Image annotation data
● ● ● ● ●
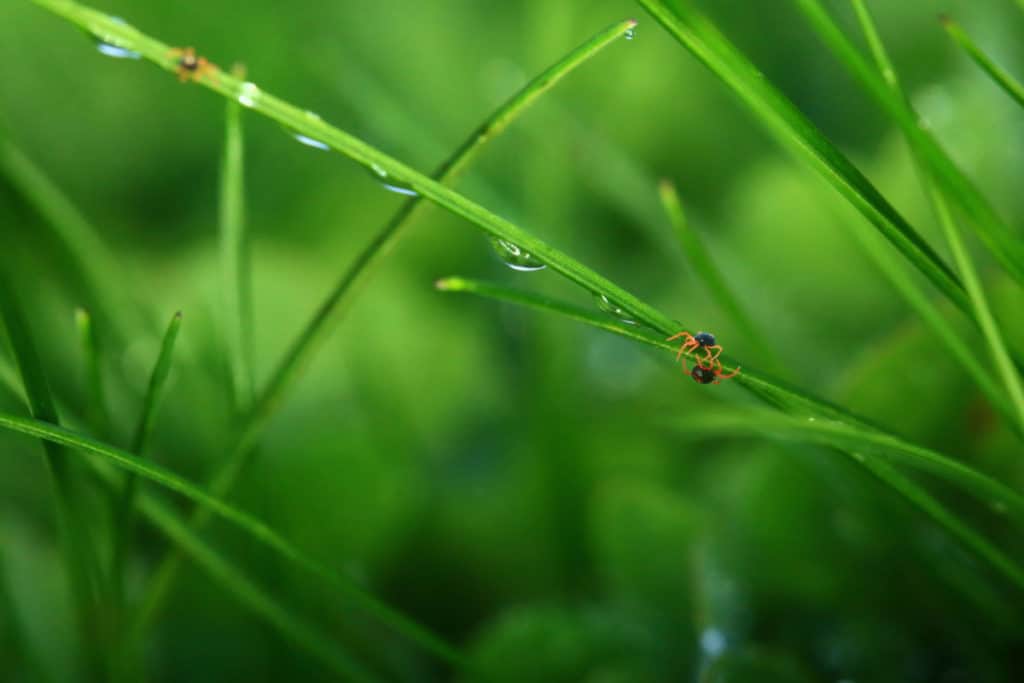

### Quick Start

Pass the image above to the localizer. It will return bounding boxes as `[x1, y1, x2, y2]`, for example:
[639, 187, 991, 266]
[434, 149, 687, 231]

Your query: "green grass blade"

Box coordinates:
[940, 15, 1024, 106]
[0, 139, 135, 338]
[658, 180, 783, 372]
[121, 12, 636, 630]
[25, 0, 675, 337]
[90, 463, 375, 681]
[794, 0, 1024, 290]
[75, 308, 112, 438]
[853, 0, 1024, 433]
[113, 311, 181, 618]
[669, 410, 1024, 528]
[0, 273, 104, 681]
[0, 413, 466, 667]
[639, 0, 969, 311]
[436, 278, 1021, 584]
[219, 90, 254, 414]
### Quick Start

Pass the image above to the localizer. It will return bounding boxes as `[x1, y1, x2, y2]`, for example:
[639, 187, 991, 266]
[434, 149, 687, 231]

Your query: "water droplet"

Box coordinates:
[239, 82, 260, 108]
[594, 294, 637, 325]
[370, 164, 420, 197]
[285, 112, 331, 152]
[490, 238, 548, 272]
[90, 16, 142, 59]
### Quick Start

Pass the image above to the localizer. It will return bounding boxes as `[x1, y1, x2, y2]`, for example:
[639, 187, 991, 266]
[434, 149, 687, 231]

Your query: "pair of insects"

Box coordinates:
[667, 330, 739, 384]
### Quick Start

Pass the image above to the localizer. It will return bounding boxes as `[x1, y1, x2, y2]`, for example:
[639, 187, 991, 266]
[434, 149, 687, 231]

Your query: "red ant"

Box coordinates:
[666, 330, 722, 370]
[167, 47, 220, 83]
[690, 358, 739, 384]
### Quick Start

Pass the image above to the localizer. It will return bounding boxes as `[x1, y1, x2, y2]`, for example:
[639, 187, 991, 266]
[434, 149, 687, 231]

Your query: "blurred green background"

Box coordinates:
[0, 0, 1024, 683]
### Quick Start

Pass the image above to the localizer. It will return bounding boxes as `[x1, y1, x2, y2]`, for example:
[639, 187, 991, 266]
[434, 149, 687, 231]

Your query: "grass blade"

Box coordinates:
[123, 13, 636, 630]
[853, 0, 1024, 433]
[939, 14, 1024, 111]
[113, 311, 181, 618]
[436, 278, 1024, 585]
[0, 413, 466, 667]
[668, 410, 1024, 528]
[83, 464, 375, 681]
[794, 0, 1024, 290]
[0, 139, 136, 338]
[75, 308, 112, 438]
[0, 273, 104, 681]
[658, 180, 782, 372]
[639, 0, 970, 311]
[219, 90, 253, 414]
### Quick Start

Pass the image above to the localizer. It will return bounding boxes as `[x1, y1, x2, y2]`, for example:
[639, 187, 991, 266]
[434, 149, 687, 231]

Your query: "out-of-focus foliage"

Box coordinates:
[0, 0, 1024, 683]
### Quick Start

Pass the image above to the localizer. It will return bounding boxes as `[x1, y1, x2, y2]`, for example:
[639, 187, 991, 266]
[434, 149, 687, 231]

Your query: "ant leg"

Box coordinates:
[718, 364, 739, 380]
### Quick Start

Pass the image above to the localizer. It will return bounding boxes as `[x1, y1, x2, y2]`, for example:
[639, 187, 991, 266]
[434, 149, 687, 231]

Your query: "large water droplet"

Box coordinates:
[239, 82, 262, 108]
[285, 112, 331, 152]
[594, 294, 637, 325]
[370, 164, 420, 197]
[490, 238, 548, 272]
[90, 16, 142, 59]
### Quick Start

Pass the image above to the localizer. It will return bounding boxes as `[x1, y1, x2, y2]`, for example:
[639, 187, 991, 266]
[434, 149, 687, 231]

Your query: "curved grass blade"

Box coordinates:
[794, 0, 1024, 290]
[0, 139, 136, 338]
[436, 278, 1021, 584]
[939, 14, 1024, 111]
[121, 12, 636, 620]
[0, 413, 466, 667]
[91, 471, 375, 681]
[639, 0, 970, 312]
[853, 0, 1024, 433]
[0, 272, 105, 681]
[219, 93, 254, 414]
[658, 180, 783, 372]
[666, 410, 1024, 528]
[113, 311, 181, 618]
[75, 308, 112, 438]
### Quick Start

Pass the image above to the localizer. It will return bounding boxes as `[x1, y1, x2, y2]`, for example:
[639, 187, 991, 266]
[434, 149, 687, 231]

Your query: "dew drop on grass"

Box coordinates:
[490, 238, 548, 272]
[239, 82, 260, 108]
[594, 294, 637, 325]
[370, 164, 420, 197]
[284, 112, 331, 152]
[90, 16, 142, 59]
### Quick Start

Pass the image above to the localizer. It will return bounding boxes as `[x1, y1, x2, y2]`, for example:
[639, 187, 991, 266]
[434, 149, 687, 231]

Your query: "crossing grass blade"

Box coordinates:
[853, 0, 1024, 433]
[639, 0, 970, 313]
[658, 180, 782, 372]
[0, 413, 467, 668]
[110, 10, 636, 630]
[113, 311, 181, 618]
[219, 93, 253, 415]
[939, 14, 1024, 111]
[793, 0, 1024, 290]
[80, 452, 376, 681]
[75, 308, 112, 438]
[0, 272, 104, 681]
[436, 278, 1024, 587]
[0, 138, 137, 339]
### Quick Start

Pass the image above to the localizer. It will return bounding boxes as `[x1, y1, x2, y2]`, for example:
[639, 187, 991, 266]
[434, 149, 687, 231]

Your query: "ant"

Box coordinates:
[666, 330, 722, 369]
[167, 47, 220, 83]
[690, 358, 739, 384]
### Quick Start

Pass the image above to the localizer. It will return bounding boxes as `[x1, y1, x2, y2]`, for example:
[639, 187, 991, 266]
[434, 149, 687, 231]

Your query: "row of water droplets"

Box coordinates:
[91, 16, 637, 325]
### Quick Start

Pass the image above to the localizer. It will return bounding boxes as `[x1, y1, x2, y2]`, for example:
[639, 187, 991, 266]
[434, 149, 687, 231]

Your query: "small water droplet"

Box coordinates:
[370, 164, 420, 197]
[90, 16, 142, 59]
[284, 112, 331, 152]
[239, 82, 260, 108]
[490, 238, 548, 272]
[594, 294, 637, 325]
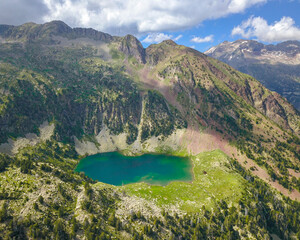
● ● ● ● ●
§ **Your task**
Rewrite all of the lines above with every "localizer" changed to "detector", keeping everything else the same. Leave the pictures out of your version.

§ **Answer to the task**
### Quick Start

Pass the image above to the detector. It will return bounding boxes as `[x1, y1, x2, y2]`, for example:
[639, 187, 991, 266]
[434, 149, 687, 231]

Your query: "green grass blade"

Box coordinates:
[940, 15, 1024, 106]
[0, 139, 135, 338]
[658, 180, 783, 372]
[121, 12, 636, 630]
[25, 0, 675, 337]
[90, 463, 375, 681]
[794, 0, 1024, 290]
[75, 308, 112, 438]
[853, 0, 1024, 433]
[113, 311, 181, 618]
[669, 410, 1024, 528]
[0, 273, 104, 681]
[0, 413, 466, 667]
[639, 0, 969, 311]
[436, 278, 1021, 584]
[219, 90, 254, 414]
### Quick Start

Pass the image above to the detector. It will return bounding boxes as `[x1, y1, x2, y2]`, for example:
[639, 187, 991, 266]
[434, 149, 687, 231]

Your query: "water droplet"

Box coordinates:
[239, 82, 260, 108]
[594, 294, 637, 325]
[370, 164, 420, 197]
[285, 112, 331, 152]
[490, 238, 548, 272]
[90, 16, 142, 59]
### Quick Start

Pass the image above to the detector. It will return bounding boxes as `[x1, y1, x2, y2]`, for example:
[639, 187, 991, 266]
[434, 149, 687, 231]

Your query: "pair of insects"

Box coordinates:
[667, 330, 739, 384]
### Quick Start

Pass the image above to the detector. It will return bounding boxes as `[x1, y1, x2, y2]`, for example:
[639, 187, 991, 266]
[434, 149, 687, 231]

Your query: "red ant"

Box coordinates:
[666, 330, 722, 370]
[167, 47, 220, 83]
[690, 358, 739, 384]
### Quick Start

Pass the image above to the detector. It will return bounding boxes as `[x1, y1, x2, y2]`, for example:
[639, 187, 991, 266]
[434, 149, 687, 231]

Your query: "blurred green background"

Box coordinates:
[0, 0, 1024, 683]
### Quick Start

Pass the image above to the detector. It will return bounding boxes as `[x1, y1, x2, y2]`, for example:
[639, 187, 991, 266]
[434, 149, 687, 231]

Your query: "grass blade"

Box coordinates:
[123, 13, 636, 630]
[853, 0, 1024, 433]
[939, 14, 1024, 111]
[113, 311, 181, 618]
[436, 278, 1024, 585]
[0, 413, 466, 667]
[668, 410, 1024, 528]
[83, 464, 375, 681]
[794, 0, 1024, 290]
[0, 139, 136, 338]
[75, 308, 112, 438]
[0, 273, 104, 681]
[658, 180, 782, 372]
[639, 0, 970, 311]
[219, 90, 253, 414]
### Quick Start

Pass the image above to the detector. It will return bounding boxes as `[x1, y1, x2, y2]`, for example:
[639, 187, 991, 266]
[434, 149, 687, 231]

Your query: "out-of-focus foliage"

Box coordinates:
[0, 0, 1024, 683]
### Quick Start

Pass the image above to the detector. It will return bounding boxes as `[x1, y1, x2, y2]`, for example:
[639, 187, 991, 266]
[434, 149, 687, 231]

Your query: "ant leg"

Box coordinates:
[718, 364, 739, 380]
### Quick Start

Pass the image above to the detector. It will return bounding boxes as `[x1, y1, x2, y2]`, for example:
[639, 187, 991, 266]
[434, 149, 687, 231]

Your query: "large water droplet"

Box coordinates:
[239, 82, 262, 108]
[285, 112, 331, 152]
[594, 294, 637, 325]
[370, 164, 420, 197]
[490, 238, 548, 272]
[90, 16, 142, 59]
### Quick Start

Pass the image above to the detector. It will return bounding boxes as `[x1, y1, x2, y2]`, for example:
[639, 187, 991, 266]
[434, 149, 687, 231]

Your query: "curved grass blade"

Box coordinates:
[794, 0, 1024, 290]
[0, 139, 136, 338]
[436, 278, 1021, 584]
[939, 14, 1024, 111]
[121, 12, 636, 620]
[0, 413, 466, 667]
[91, 471, 375, 681]
[639, 0, 970, 312]
[853, 0, 1024, 433]
[0, 272, 105, 681]
[219, 93, 254, 414]
[658, 180, 783, 372]
[666, 410, 1024, 528]
[113, 311, 181, 618]
[75, 308, 112, 438]
### Quick Start

Pass the image above to the detector. It will return bounding boxes as `[x1, y1, x2, y2]`, for example:
[639, 187, 991, 266]
[434, 149, 687, 231]

Your query: "dew drop on grass"

Box coordinates:
[490, 238, 548, 272]
[239, 82, 260, 108]
[594, 294, 637, 325]
[370, 164, 420, 197]
[284, 112, 331, 152]
[90, 16, 142, 59]
### Quick Start

Pass the image above to the detector. It will return bounding boxes as `[x1, y1, x2, y2]`, for example:
[639, 187, 991, 266]
[434, 149, 687, 231]

Your query: "crossing grass blade"

Box coordinates:
[853, 0, 1024, 433]
[639, 0, 970, 313]
[658, 180, 782, 372]
[0, 413, 467, 668]
[110, 10, 636, 630]
[113, 311, 181, 618]
[219, 93, 253, 415]
[939, 14, 1024, 111]
[793, 0, 1024, 290]
[80, 452, 376, 681]
[75, 308, 112, 438]
[0, 272, 104, 681]
[436, 278, 1024, 587]
[0, 138, 137, 339]
### Quick Start

Pass the image above to the detector. It will return bounding boxes as `[x1, y1, x2, y2]`, for example:
[639, 187, 991, 266]
[434, 149, 687, 231]

Your query: "ant"

Box coordinates:
[666, 330, 722, 369]
[167, 47, 220, 83]
[690, 358, 739, 384]
### Quick Start

Pass the image above to the detector. It will return bounding boxes as `[x1, y1, x2, y2]`, for example:
[639, 187, 991, 266]
[434, 149, 687, 231]

Your query: "row of water droplets"

Box coordinates:
[91, 16, 637, 325]
### Quick Start

Pass the image above to the detector. It will return bounding boxes as `[x1, y1, x2, y2]`, for example:
[639, 187, 991, 266]
[434, 149, 687, 231]

Your query: "small water droplet"

Box coordinates:
[370, 164, 420, 197]
[90, 16, 142, 59]
[284, 112, 331, 152]
[239, 82, 260, 108]
[490, 238, 548, 272]
[594, 294, 637, 325]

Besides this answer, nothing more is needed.